You know you have many miles to travel when it comes to improving your business processes, but you’re likely wondering where to start. If you read my “secret sauce” blog post at the end of the year, you have my Strategic Alignment & Deployment guide, which is a blueprint for understanding your current state. That’s the only logical starting point for charting your course.
The SA&D guide helps you find your constraint, which is the step in your process that takes the longest or has the most backlog, or work in process (WIP). But sometimes when you do this exercise, especially if you aren’t crystal-clear on your current state or your destination, everything looks like a constraint. How do you decide which one should be your top priority?
The 80/20 Rule
To get to the heart of the matter, I recommend a lean tool called Pareto analysis. The Pareto Principle, also known as the 80/20 rule, has been a valuable secret weapon in my own work life, and it has helped more of my students and clients than just about any other method.

SOURCE EXCERPT:
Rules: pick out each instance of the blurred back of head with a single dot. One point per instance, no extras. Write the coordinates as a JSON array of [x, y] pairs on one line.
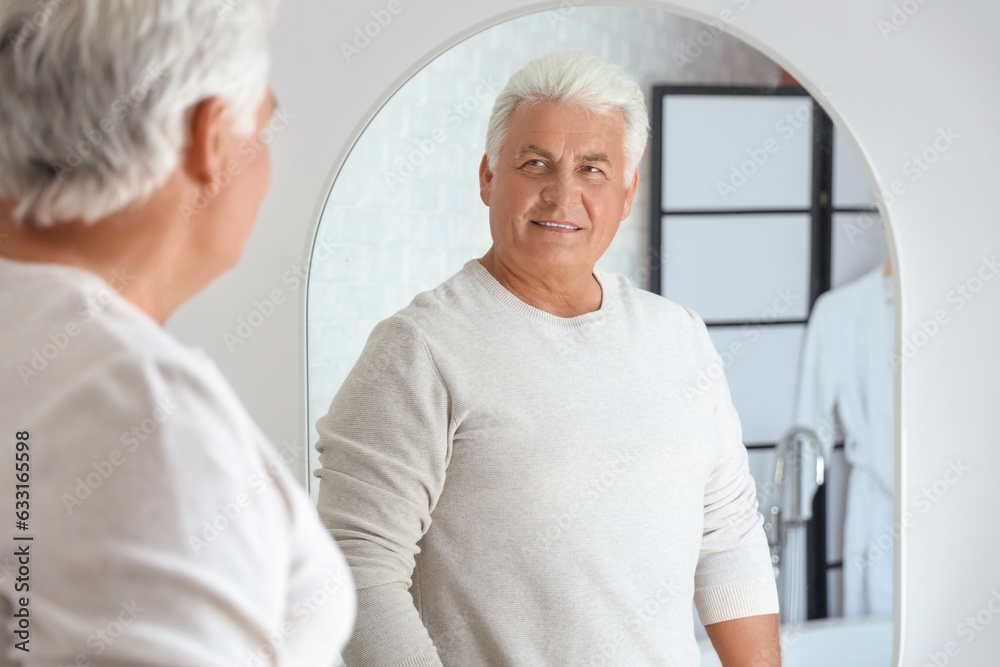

REQUIRED WORK:
A) In the excerpt on process improvement, what other name is given for the Pareto Principle?
B) Rewrite the excerpt on process improvement from "You know you" to "your top priority?", substituting "bottleneck" for "constraint" throughout.
The data is unrelated material kept apart from the excerpt on process improvement.

TASK ANSWERS:
A) The 80/20 rule.

B)
You know you have many miles to travel when it comes to improving your business processes, but you’re likely wondering where to start. If you read my “secret sauce” blog post at the end of the year, you have my Strategic Alignment & Deployment guide, which is a blueprint for understanding your current state. That’s the only logical starting point for charting your course.
The SA&D guide helps you find your bottleneck, which is the step in your process that takes the longest or has the most backlog, or work in process (WIP). But sometimes when you do this exercise, especially if you aren’t crystal-clear on your current state or your destination, everything looks like a bottleneck. How do you decide which one should be your top priority?